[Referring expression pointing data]

- - - - -

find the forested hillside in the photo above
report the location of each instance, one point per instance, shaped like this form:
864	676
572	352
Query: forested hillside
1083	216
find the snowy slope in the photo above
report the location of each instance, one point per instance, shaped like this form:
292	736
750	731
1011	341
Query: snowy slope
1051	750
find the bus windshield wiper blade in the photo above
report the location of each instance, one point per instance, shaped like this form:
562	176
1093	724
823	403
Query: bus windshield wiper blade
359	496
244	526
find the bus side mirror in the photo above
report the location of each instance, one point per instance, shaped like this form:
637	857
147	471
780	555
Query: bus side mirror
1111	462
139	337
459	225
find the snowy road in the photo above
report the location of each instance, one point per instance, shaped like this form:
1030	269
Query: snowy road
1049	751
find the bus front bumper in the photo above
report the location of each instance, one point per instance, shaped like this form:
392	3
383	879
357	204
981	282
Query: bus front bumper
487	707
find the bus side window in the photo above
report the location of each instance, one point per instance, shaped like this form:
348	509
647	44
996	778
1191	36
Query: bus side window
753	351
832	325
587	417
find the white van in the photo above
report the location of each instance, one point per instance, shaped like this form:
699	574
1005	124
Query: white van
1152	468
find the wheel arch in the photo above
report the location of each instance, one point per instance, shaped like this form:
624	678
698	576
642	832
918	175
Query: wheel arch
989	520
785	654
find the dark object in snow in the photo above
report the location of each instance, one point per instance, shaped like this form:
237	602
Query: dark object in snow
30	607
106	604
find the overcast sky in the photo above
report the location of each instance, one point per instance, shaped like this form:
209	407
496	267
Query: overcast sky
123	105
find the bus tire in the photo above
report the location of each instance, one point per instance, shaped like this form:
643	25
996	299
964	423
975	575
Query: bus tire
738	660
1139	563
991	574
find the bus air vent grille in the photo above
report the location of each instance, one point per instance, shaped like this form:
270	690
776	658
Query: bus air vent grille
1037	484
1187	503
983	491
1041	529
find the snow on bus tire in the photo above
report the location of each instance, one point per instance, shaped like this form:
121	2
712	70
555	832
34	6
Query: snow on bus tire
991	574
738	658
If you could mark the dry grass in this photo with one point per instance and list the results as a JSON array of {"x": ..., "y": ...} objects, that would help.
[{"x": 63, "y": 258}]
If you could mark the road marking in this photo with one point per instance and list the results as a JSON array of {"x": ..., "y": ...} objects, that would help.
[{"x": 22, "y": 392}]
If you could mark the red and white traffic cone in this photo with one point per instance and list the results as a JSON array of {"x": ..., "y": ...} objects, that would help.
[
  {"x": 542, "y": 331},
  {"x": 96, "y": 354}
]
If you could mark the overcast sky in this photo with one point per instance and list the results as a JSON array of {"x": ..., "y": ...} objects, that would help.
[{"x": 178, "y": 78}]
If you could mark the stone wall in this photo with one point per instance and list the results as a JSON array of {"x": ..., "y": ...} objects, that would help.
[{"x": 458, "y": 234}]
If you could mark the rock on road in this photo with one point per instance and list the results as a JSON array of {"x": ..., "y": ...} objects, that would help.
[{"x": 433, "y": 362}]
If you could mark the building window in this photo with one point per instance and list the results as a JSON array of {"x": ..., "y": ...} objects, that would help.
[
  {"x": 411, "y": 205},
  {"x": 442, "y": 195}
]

- - - - -

### Prompt:
Copy over exactly the lines above from the one with "If you could mark the building" to the last, both included, and no others.

### Response to this exercise:
If you could mark the building window in this photo with one point per instance and list the results as a JSON array of {"x": ..., "y": ...} objects, that would help.
[
  {"x": 411, "y": 205},
  {"x": 442, "y": 195}
]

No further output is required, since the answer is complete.